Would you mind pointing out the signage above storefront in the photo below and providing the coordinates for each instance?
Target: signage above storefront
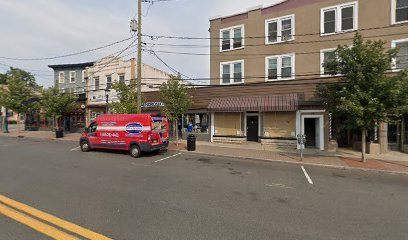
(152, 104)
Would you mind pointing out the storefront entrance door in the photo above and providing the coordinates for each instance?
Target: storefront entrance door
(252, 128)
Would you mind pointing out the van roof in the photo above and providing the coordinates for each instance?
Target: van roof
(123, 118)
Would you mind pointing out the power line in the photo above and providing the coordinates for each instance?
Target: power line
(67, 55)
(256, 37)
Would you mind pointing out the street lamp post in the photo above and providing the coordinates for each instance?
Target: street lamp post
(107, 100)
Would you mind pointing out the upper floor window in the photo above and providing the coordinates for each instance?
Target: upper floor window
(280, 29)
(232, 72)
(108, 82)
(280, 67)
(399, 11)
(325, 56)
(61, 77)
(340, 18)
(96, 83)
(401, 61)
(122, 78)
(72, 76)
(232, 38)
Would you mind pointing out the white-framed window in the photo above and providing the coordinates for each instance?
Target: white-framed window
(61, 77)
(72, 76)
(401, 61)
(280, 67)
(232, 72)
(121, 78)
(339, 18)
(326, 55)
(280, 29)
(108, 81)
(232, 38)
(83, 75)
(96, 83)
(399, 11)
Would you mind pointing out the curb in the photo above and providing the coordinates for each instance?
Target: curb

───

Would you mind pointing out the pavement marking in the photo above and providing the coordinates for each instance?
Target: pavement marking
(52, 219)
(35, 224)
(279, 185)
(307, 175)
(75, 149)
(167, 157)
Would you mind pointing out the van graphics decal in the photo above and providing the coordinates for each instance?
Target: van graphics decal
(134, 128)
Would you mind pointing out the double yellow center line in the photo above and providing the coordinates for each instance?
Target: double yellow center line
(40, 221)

───

GIVEN INSTRUCTION:
Convert the data into a Markdown table with the columns Row and Line, beginning at the line that contains "Would you mind pointing out the signage" and stopping after the line that contains "Target: curb". Number each row, skip any blank lines, and leave the pictures out.

FINISHED EXERCISE:
| Row | Line |
|---|---|
| 1 | Would you mind pointing out the signage above storefront in the photo below and providing the coordinates for each instance? |
| 2 | Target: signage above storefront |
| 3 | (152, 104) |
| 4 | Would you mind pointing out the storefront entrance door in the photo above and providing the coordinates for each instance? |
| 5 | Target: storefront entrance door |
| 6 | (252, 128) |
| 7 | Would you mind pointing out the van roof in the photo above and providing the coordinates for each instance? |
| 8 | Target: van roof |
| 9 | (123, 118) |
| 10 | Would you mind pointing out the power line in the photo above and providing the coordinates for each instance? |
| 11 | Target: power line |
| 12 | (67, 55) |
| 13 | (256, 37) |
| 14 | Would you mind pointing out the street lamp post in the photo above and providing the coordinates for each instance? |
| 15 | Target: street lamp post |
| 16 | (107, 100) |
| 17 | Would you mind pointing out the upper floor window in the photo above and providing the coordinates for each instance? |
| 18 | Target: upper floor window |
| 19 | (280, 29) |
| 20 | (232, 72) |
| 21 | (108, 82) |
| 22 | (280, 67) |
| 23 | (399, 11) |
| 24 | (325, 56) |
| 25 | (61, 77) |
| 26 | (340, 18) |
| 27 | (96, 83) |
| 28 | (401, 61) |
| 29 | (122, 78) |
| 30 | (72, 76) |
| 31 | (232, 38) |
| 32 | Would you mind pointing out the white-framed window in the photo above and providing the coordinates for each instance? |
| 33 | Target: white-framed window |
| 34 | (61, 77) |
| 35 | (72, 76) |
| 36 | (401, 61) |
| 37 | (280, 67) |
| 38 | (232, 72) |
| 39 | (121, 78) |
| 40 | (339, 18) |
| 41 | (326, 55) |
| 42 | (280, 29) |
| 43 | (108, 81) |
| 44 | (232, 38) |
| 45 | (83, 75) |
| 46 | (96, 83) |
| 47 | (399, 11) |
| 48 | Would you mind pointing out the curb in the photo above and providing the coordinates for each instance? |
| 49 | Target: curb |